ZU ERLEDIGENDE AUFGABEN:
[a] Wie viele Seiten umfasst die Hausarbeit über den Tod als Tabuthema?
[b] Übersetze den Satz „Was verbindet das Kind mit dem Tod?“ aus der Hausarbeit über den Tod als Tabuthema ins Englische.

VORLIEGENDER TEXT:
Der Tod als Tabuthema: Eine Institutionalisierung zugunsten des Kindes?


Hausarbeit, 2004

23 Seiten, Note: Sehr gut


Leseprobe


Inhaltsverzeichnis

1.Der Tod als Tabuthema: Eine Institutionalisierung zugunsten des Kindes?

2. „Der Tod in unserer Gesellschaft“ – Eine Umfrage unter Menschen
2.1 Grundlegende Informationen über die Studie
2.1.1 Soziokulturelle und personale Bedingungen der Befragten
2.1.2 Spezielle Organisations- und Rahmenbedingungen der Befragung
2.2 Der Fragenkatalog
2.3 Darstellung und Interpretation der gegebenen Antworten
2.3.1 Was verbindet das Kind mit dem Tod?
2.3.2 Der Tod- ein angstauslösender Gedanke?
2.3.2.1 ‚ Wenn ja, wovor fürchtest du dich genau?’
2.3.2.2 ‚ Wenn nein, warum fürchtest du dich nicht?’
2.3.3 Der Tod als Gesprächsthema- Integraler Bestandteil oder gar Mangelware unseres sozialen Gefüges?
2.3.4 Religiös oder laizistisch geprägt? Die Frage nach dem ‚Danach’?
2.4 Das Kind und der Tod – kein Antagonismus

3. Der andere Umgang mit dem Tod: ‚Das Totenbuch der Tibeter’
3.1 Der Begriff ‚Bardo’
3.2 Der Bardo des Lebens
3.3 Der Bardo des Todes
3.4 Zusammenfassung: Praktische Konsequenzen für die Alltagswelt

4. Schlussbetrachtung: Der kindliche Umgang mit dem Tod

LITERATURVERZEICHNIS

ANHANG: Beispiel-Fragebögen

1. Der Tod als Tabuthema: Eine Institutionalisierung zugunsten des Kindes?

ROHDATEN:
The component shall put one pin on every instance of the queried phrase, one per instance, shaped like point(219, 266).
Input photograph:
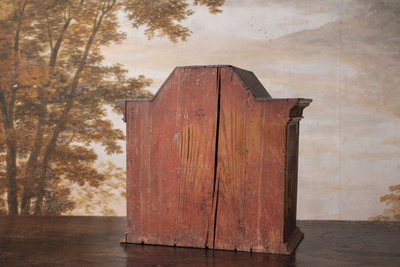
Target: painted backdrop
point(64, 62)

ANTWORTEN ZU AUFGABEN:
[a] 23 Seiten

[b] What does the child associate with death?